───── DATA YANG DIBERIKAN ─────

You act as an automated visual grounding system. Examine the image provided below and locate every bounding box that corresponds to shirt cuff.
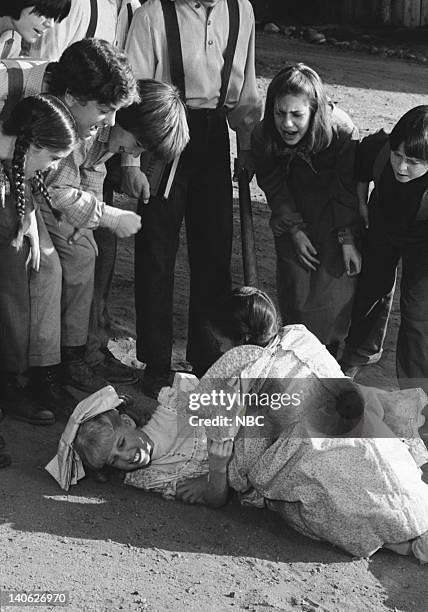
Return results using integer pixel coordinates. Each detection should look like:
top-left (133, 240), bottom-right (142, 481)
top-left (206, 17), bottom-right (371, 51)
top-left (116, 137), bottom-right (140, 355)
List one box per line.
top-left (120, 153), bottom-right (141, 168)
top-left (100, 204), bottom-right (122, 232)
top-left (337, 227), bottom-right (355, 244)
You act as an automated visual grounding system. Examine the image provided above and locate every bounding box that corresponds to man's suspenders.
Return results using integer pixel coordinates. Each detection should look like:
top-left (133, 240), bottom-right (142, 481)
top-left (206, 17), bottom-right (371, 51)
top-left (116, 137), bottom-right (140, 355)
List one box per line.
top-left (0, 60), bottom-right (24, 121)
top-left (161, 0), bottom-right (239, 108)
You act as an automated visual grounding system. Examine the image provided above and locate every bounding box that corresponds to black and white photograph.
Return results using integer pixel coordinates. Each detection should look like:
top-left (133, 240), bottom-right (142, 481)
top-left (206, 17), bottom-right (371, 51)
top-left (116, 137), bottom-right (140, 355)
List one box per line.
top-left (0, 0), bottom-right (428, 612)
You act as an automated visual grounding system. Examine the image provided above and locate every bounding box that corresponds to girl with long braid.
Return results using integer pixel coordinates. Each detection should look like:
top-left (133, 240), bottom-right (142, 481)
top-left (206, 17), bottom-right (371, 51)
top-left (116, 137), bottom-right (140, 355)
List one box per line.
top-left (0, 94), bottom-right (78, 424)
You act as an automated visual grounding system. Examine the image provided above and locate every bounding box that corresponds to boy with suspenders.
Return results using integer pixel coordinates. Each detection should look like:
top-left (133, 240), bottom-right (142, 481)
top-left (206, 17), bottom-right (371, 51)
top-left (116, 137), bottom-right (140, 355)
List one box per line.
top-left (26, 0), bottom-right (140, 61)
top-left (125, 0), bottom-right (261, 396)
top-left (28, 0), bottom-right (144, 384)
top-left (0, 40), bottom-right (139, 423)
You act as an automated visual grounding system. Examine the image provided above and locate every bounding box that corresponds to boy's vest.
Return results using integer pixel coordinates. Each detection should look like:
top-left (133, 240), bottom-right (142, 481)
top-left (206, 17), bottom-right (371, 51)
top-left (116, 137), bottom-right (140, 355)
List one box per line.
top-left (0, 59), bottom-right (49, 121)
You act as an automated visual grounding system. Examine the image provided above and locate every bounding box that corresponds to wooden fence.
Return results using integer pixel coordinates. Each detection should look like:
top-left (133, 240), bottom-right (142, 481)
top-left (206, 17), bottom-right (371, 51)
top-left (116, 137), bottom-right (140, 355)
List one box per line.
top-left (342, 0), bottom-right (428, 27)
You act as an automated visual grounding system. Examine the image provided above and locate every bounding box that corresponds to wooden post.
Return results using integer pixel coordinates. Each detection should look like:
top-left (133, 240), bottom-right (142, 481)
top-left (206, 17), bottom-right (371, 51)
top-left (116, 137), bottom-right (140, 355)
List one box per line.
top-left (380, 0), bottom-right (392, 25)
top-left (421, 0), bottom-right (428, 26)
top-left (391, 0), bottom-right (404, 25)
top-left (404, 0), bottom-right (421, 27)
top-left (234, 159), bottom-right (259, 287)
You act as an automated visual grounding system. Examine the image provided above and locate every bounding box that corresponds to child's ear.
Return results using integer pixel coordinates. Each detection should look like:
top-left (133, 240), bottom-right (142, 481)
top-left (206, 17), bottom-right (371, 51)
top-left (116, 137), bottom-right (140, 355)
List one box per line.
top-left (120, 414), bottom-right (137, 429)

─────

◆ **TUJUAN LATIHAN**
Daftarkan setiap baris dari item di atas yang memuat kata "every".

◆ **HASIL LATIHAN**
You act as an automated visual grounding system. Examine the image provided below and locate every bounding box that corresponds to shirt cuff.
You act as an automated visual grounding system. Examine the image provided above and locate every bounding box that corresponds to man's suspenders.
You act as an automated visual grounding system. Examine the image provided above and locate every bounding box that corresponds to black and white photograph.
You act as an automated visual grounding system. Examine the image provided above and locate every bounding box that corresponds to girl with long braid.
You act as an automated visual grounding system. Examine the image provided above and locate every bounding box that corresponds to boy with suspenders.
You act as an automated visual grounding system. Examine the image provided above and locate every bounding box that corresponds to boy's vest.
You act as an automated visual grounding system. Examine the image provided above and locate every bounding box that corresponds to wooden fence.
You act as an automated visual grounding system. Examine the image provided above and locate every bounding box that corresponds to wooden post.
You act as an automated visual grounding system. Examine the image provided above and locate every bounding box that corresponds to child's ear.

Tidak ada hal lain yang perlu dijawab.